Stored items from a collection

++++++++++++++++++++

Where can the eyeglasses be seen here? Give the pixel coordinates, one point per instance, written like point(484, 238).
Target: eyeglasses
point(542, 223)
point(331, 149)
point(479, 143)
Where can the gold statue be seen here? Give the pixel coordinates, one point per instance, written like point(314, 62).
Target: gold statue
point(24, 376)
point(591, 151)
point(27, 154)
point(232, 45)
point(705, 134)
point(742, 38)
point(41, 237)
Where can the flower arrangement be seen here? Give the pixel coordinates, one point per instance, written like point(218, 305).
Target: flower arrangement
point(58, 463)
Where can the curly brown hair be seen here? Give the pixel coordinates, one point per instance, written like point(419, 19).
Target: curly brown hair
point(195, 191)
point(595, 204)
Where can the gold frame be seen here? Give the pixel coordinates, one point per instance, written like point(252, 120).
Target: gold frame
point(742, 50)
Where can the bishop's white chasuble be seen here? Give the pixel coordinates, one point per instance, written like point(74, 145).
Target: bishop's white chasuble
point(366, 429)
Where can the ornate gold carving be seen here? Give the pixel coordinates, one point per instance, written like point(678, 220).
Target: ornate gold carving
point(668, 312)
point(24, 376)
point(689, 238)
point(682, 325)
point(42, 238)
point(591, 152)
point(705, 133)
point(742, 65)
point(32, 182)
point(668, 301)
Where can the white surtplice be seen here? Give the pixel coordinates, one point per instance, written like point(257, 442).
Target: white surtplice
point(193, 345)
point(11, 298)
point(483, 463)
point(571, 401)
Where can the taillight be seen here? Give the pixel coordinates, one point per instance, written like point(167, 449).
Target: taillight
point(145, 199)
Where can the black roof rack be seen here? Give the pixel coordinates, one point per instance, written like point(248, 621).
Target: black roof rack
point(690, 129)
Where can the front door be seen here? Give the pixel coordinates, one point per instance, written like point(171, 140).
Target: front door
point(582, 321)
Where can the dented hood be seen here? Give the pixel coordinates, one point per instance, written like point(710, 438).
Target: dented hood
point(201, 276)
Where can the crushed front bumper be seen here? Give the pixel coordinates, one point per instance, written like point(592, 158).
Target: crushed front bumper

++++++++++++++++++++

## DIRECTIONS FOR THIS TASK
Update the records above by replacing every "pixel coordinates" with "pixel positions". Keep everything else the same.

## ANSWER TO THE EXERCISE
Where can the eyeglasses be seen here? Give the pixel positions, one point per instance, written like point(484, 238).
Target: eyeglasses
point(542, 223)
point(331, 149)
point(479, 143)
Where can the gold statue be seen here? Give the pixel positions, one point per instance, written like point(314, 62).
Target: gold statue
point(24, 376)
point(591, 151)
point(27, 154)
point(232, 45)
point(705, 134)
point(742, 38)
point(41, 237)
Where can the flower arrangement be seen here? Give the pixel positions, one point per instance, written like point(218, 305).
Target: flower arrangement
point(58, 463)
Where can the curly brown hair be seen here? Give the pixel positions, one point per instance, written like point(419, 19).
Target: curly brown hair
point(195, 191)
point(595, 204)
Where can the gold frame be seen here? Give the pixel positions, one point per instance, written like point(252, 120).
Target: gold frame
point(742, 50)
Where can the bishop's white chasuble be seen here? Give the pixel positions, one point per instance, written like point(74, 145).
Target: bishop's white chasuble
point(366, 429)
Where can the ornate gold carving be seen here? Give the pixel positions, one point per instance, written like point(678, 220).
Target: ornate gold carving
point(668, 312)
point(24, 376)
point(689, 238)
point(682, 325)
point(42, 238)
point(591, 152)
point(705, 133)
point(742, 65)
point(32, 182)
point(668, 301)
Where can the white surtplice be seen here? Give the pixel positions, one point per instance, written like point(257, 442).
Target: white surtplice
point(193, 345)
point(11, 298)
point(483, 463)
point(571, 401)
Where can the taillight be seen here? Give the pixel positions, one point per instance, written like point(167, 449).
Target: taillight
point(145, 199)
Where can the black roof rack be seen here? Give the pixel positions, one point per instance, written like point(248, 621).
Target: black roof rack
point(690, 129)
Where can the front door be seen here? Give the pixel positions, one point per instance, written like point(171, 140).
Target: front door
point(582, 321)
Where can the dented hood be seen here? Give the pixel positions, one point per instance, written like point(710, 438).
Target: dented hood
point(201, 276)
Where can the crushed front bumper be seen here? Give the pixel positions, one point per instance, written like point(592, 158).
Target: crushed front bumper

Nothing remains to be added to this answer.